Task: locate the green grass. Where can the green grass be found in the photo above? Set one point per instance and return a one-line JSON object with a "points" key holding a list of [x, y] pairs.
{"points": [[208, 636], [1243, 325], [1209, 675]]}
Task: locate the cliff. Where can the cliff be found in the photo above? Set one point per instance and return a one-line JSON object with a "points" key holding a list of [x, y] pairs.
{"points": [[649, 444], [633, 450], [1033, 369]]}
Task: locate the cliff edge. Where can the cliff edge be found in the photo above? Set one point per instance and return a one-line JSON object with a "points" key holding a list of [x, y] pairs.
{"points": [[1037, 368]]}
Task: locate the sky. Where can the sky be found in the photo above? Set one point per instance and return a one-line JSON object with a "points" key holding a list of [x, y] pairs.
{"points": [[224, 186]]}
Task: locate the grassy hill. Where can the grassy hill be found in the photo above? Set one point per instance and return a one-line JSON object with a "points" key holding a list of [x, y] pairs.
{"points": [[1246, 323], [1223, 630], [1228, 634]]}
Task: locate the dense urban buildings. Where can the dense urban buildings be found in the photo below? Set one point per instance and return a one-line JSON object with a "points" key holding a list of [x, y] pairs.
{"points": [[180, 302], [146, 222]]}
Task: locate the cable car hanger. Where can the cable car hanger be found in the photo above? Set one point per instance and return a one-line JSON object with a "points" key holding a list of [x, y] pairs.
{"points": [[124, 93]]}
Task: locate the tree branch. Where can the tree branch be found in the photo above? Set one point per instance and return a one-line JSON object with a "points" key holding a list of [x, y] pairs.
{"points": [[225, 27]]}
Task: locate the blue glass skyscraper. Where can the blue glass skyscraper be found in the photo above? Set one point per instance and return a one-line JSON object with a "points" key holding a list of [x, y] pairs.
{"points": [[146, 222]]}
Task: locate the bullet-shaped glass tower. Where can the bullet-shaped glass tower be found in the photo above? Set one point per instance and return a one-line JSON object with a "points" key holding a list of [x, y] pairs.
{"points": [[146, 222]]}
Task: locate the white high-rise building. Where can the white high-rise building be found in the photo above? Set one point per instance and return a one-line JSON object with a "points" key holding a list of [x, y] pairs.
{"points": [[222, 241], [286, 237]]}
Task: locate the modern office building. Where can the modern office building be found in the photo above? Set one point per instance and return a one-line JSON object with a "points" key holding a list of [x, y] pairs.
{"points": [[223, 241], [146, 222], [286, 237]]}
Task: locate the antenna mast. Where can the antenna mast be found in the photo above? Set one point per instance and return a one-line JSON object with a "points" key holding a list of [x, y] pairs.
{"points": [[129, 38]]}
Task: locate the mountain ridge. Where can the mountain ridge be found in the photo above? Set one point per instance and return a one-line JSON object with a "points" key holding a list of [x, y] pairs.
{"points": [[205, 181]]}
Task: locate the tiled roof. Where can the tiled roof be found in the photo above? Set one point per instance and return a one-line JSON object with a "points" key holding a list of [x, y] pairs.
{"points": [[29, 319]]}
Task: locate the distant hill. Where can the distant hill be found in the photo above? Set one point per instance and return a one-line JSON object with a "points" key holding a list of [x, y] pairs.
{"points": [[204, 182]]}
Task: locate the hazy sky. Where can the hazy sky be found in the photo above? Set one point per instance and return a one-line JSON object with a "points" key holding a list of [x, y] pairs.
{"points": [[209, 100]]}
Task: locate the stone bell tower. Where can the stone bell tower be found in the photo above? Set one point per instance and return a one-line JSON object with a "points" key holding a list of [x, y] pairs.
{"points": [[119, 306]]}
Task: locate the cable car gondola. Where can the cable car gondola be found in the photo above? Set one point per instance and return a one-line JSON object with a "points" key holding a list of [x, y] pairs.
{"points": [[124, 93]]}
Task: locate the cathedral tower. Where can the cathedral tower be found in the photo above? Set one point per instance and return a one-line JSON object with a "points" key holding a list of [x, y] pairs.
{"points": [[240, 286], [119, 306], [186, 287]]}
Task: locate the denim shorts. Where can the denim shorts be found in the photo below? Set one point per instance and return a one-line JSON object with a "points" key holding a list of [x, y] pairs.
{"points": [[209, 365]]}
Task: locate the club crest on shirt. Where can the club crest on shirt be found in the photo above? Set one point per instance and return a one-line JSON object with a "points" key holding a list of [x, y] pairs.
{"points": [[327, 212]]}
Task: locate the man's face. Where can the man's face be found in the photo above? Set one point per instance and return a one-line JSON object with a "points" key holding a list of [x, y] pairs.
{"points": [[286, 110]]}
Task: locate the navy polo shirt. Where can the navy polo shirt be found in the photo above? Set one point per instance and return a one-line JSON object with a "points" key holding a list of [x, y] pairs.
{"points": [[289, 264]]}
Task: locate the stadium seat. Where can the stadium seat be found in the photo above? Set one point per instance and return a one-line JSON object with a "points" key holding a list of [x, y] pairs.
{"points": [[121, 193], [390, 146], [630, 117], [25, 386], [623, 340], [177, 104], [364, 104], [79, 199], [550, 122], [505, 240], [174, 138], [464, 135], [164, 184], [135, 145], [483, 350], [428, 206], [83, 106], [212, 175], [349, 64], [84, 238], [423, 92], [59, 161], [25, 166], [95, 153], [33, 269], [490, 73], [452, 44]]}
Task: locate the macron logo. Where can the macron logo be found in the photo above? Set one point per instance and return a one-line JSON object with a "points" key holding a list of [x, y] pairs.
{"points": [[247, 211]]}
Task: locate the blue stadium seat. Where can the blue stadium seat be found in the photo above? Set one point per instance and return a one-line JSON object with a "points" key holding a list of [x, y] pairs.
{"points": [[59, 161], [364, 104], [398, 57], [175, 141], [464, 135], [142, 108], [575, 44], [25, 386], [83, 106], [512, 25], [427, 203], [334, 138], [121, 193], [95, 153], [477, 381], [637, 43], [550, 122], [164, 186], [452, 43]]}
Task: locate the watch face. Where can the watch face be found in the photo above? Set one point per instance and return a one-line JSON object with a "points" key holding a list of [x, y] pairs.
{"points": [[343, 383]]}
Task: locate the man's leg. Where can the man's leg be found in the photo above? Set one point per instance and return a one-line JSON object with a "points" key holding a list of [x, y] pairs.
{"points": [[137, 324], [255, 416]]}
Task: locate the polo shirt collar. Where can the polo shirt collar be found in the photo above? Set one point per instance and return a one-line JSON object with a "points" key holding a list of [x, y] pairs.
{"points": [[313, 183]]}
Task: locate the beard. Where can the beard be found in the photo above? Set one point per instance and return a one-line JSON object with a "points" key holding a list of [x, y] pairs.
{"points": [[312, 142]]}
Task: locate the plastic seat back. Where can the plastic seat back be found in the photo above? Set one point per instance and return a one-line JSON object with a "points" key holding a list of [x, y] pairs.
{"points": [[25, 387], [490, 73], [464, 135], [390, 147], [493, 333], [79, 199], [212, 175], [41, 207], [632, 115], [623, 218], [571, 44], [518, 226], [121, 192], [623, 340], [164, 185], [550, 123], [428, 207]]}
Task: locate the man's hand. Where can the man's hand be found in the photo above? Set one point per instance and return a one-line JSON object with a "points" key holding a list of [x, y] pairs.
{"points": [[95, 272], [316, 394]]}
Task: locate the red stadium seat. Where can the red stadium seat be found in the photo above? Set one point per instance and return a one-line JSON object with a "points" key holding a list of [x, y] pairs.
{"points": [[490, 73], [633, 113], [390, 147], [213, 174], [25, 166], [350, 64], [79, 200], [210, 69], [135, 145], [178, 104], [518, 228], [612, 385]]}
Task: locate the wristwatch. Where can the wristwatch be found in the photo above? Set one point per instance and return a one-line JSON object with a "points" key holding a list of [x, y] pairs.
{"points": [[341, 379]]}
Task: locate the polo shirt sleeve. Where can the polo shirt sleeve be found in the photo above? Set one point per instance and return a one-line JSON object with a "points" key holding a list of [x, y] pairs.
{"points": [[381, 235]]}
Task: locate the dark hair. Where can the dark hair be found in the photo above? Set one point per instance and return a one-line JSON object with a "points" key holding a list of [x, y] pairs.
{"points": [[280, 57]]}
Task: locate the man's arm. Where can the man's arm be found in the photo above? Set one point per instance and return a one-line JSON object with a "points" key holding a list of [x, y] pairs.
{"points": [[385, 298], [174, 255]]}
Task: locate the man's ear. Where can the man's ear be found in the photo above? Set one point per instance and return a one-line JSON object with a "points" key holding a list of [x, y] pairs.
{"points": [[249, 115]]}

§ Aim of the exercise:
Reproduce exactly the lines from the one with "Task: locate the man's ear." through the last line of the entries, keeping both of those lines and nothing else.

§ Written answer:
Task: locate the man's ear. Where can the man's ear be found in the photo above? Set one point per instance and return a one-line JSON object with a "points" key holding a list of [x, y] pairs.
{"points": [[249, 115]]}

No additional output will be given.